WHAT YOU SHOULD DO - Can you give the editor's letter again from "Letter from the" to "the time being.", with "Chairman" changed to "Chair"?

Letter from the Editor
Dear clients and friends,
Jeff Beck’s Quarterly Tidbit of Interest:
Quote from James Doty, Chairman of the Public Company Accounting Oversight Board (February 6, 2014) suggesting that mandatory auditor rotation in the United States is dead for the time being.
"We don't have an active project or work going on within the Board to move forward on a term limit for auditors."
In this issue of the Corporate Communicator we bring you two short articles on important developments from the SEC relating to private securities offerings and private M&A transactions. In the first article, we discuss the SEC’s recent rule changes that allow, subject to some rigorous conditions, general solicitation activities in private securities offerings. Our second article discusses a recent SEC no-action letter that relaxes in important ways the SEC’s prior restrictions on the involvement of unlicensed “M&A brokers” in private M&A transactions.
Very truly yours,
Snell & Wilmer
Business & Finance Group
General Solicitation Yet to Be Generally Embraced
For all the hype leading up to the SEC’s recent lifting of the prohibition against general solicitation, the first several months under the new regime have been noticeably anti-climactic. While lawyers have been fielding calls left and right from clients that often start with “What’s this I hear about being able to talk to anyone about investing in my company,” their enthusiasm fades quickly after counsel provides a brief reality check. There are, in fact, many reasons a startup company may not want to be one of the first to test the waters under the new solicitation regime.
Historical Restrictions on General Solicitation
The modern era of securities regulation in the United States stems back to the adoption of the Securities Act of 1933 and the Securities and Exchange Act of 1934 and the related establishment of the Securities and Exchange Commission. Prior to 1934, it was not uncommon to see advertisements for securities in newspapers or to learn of “the next best” stock through a well-orchestrated word-of-mouth campaign. In the aftermath of the stock market crash of 1929 and the Great Depression, where fortunes were lost overnight through investments stemming from these unregulated marketing campaigns, Congress stepped in and regulated the manner and means of offering and selling securities in interstate commerce. While the laws adopted by Congress and the rules promulgated thereunder by the SEC have been modified over time, the ban on general solicitation and advertising remained intact and a significant feature of the regulatory scheme for nearly a century. That feature of securities regulation came to an end on September 23, 2013 when the new Regulation D Rule 506(c) took effect.
The New Era
Under Rule 506(c), issuers are allowed to use general solicitation and advertising to raise unlimited amounts of capital from an unlimited number of investors so long as all of those investors are accredited investors. Under the new Rule 506(c), however, the issuer must take “reasonable steps” to verify that each purchaser of securities meets the standard for an accredited investor. Under the old version of Rule 506 (which is now contained in Rule 506(b)), issuers often got comfortable relying on a subscription agreement from investors representing to such matters as their status as an accredited investor. In its adopting release for Rule 506(c), however, the SEC made clear that this historical practice would not be sufficient for a valid Rule 506(c) offering. As the SEC stated in its release, “we do not believe that an issuer will have taken reasonable steps to verify accredited investor status if it required only that a person check a box in a questionnaire or sign a form, absent other information about the purchaser indicating accredited investor status.”

RECORDED DATA -
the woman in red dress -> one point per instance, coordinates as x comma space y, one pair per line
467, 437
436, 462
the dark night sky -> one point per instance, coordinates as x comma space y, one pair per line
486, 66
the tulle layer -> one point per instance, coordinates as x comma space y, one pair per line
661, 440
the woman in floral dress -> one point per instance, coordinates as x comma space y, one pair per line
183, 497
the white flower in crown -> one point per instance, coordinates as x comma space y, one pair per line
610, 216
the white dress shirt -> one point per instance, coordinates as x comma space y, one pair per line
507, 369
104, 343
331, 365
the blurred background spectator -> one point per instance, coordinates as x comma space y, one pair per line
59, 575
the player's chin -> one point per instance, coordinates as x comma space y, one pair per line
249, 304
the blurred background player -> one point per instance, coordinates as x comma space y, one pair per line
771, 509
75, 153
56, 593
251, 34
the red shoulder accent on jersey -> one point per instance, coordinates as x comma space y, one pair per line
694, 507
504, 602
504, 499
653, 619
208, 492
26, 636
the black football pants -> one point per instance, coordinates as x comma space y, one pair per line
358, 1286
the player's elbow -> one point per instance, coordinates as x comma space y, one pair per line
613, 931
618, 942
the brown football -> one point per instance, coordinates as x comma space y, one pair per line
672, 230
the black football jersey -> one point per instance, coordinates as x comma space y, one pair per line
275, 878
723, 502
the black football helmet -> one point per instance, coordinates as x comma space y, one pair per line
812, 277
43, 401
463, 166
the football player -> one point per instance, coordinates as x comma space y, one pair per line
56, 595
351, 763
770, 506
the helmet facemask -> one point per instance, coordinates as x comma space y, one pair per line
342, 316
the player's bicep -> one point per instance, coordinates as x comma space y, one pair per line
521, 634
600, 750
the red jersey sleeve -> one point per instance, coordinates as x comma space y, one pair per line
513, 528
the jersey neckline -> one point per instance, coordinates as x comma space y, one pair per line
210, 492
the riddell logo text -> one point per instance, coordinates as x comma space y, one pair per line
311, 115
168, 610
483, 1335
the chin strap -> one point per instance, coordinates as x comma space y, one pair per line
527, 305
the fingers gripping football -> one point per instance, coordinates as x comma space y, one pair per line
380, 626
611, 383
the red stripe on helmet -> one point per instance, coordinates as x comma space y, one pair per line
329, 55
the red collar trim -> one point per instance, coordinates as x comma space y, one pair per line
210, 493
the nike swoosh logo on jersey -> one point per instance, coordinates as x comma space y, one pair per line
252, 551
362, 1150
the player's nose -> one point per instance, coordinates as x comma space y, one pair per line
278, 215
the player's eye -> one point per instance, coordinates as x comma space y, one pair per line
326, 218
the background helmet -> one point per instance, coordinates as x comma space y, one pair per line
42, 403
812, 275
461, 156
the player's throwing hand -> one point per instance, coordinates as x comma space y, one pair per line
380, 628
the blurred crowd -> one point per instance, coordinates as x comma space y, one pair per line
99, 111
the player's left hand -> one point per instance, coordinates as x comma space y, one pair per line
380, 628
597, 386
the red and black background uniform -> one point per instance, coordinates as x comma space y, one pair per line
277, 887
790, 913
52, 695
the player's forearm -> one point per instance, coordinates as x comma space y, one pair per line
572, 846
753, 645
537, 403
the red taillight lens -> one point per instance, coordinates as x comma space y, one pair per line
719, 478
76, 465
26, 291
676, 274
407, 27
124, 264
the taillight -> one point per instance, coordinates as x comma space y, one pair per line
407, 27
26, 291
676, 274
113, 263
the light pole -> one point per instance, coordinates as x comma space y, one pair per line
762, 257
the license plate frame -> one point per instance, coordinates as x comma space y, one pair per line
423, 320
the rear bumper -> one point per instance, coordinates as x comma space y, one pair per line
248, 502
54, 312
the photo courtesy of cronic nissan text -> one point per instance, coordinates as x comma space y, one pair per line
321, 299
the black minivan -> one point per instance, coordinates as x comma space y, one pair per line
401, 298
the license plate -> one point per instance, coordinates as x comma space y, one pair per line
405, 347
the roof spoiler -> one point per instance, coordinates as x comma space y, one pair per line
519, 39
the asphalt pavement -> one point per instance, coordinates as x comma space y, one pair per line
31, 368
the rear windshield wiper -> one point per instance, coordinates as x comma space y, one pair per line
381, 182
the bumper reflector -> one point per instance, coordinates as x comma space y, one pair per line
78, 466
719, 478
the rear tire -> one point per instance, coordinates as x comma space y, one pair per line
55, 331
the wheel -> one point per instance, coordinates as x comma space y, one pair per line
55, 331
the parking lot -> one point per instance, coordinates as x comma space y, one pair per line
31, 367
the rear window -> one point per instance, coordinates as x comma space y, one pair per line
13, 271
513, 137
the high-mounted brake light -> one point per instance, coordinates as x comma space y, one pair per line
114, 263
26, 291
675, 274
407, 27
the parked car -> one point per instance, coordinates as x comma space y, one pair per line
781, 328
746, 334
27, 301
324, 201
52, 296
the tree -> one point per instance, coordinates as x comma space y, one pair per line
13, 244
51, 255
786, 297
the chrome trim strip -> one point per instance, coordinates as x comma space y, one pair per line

CORRECT RESPONSE -
Letter from the Editor
Dear clients and friends,
Jeff Beck’s Quarterly Tidbit of Interest:
Quote from James Doty, Chair of the Public Company Accounting Oversight Board (February 6, 2014) suggesting that mandatory auditor rotation in the United States is dead for the time being.